▶ **DESCRIPTION OF THE TASK**
Reproduce the material below in full, word for word, but add 81 to every coordinate value in the answers, and leave the pictures out.

▶ **THE INPUT**
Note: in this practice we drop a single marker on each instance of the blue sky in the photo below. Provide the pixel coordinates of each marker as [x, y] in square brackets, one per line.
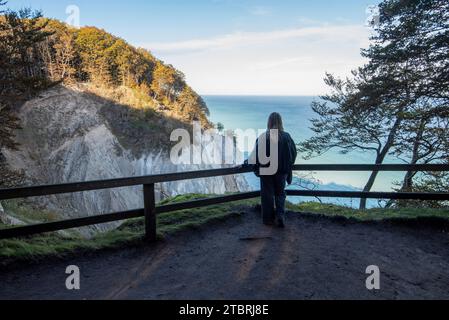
[281, 47]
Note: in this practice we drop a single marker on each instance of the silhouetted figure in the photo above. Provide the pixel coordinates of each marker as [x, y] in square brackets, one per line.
[273, 181]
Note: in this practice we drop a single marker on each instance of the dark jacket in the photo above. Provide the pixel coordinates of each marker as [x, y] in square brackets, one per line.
[287, 154]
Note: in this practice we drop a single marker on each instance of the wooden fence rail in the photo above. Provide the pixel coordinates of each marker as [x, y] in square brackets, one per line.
[150, 209]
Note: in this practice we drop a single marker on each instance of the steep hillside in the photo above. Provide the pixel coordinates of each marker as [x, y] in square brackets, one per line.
[67, 138]
[85, 105]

▶ **REPLY TO THE TASK**
Note: in this practice we drop a single marker on each instance of the blue sky in the photo below. Provide the pixel coordinates of each marker as [x, y] in square brackets, one per line.
[362, 128]
Note: in this practice we drop a single marker on each instance of the silhouetted figure in the photo above. Provide the pixel coordinates of each marker as [x, y] in square brackets, one per line.
[354, 262]
Note: in this practice we drop a single marker on each instance of the dark jacket in the photo above. Provide the pixel coordinates of each marker as [x, y] in square brackets, one per line.
[368, 235]
Note: in this practice we drop a single marker on each instance of the wooden fence rail in the photo above. Provide the pixel coordinates of each marker as [x, y] in square brackets, one per line.
[231, 290]
Note: in this practice we drop a single marker on each instance of the steep hillside in the photo above. Provide the pixel coordinates of each marker as [x, y] in square brackets, one per line.
[148, 219]
[166, 186]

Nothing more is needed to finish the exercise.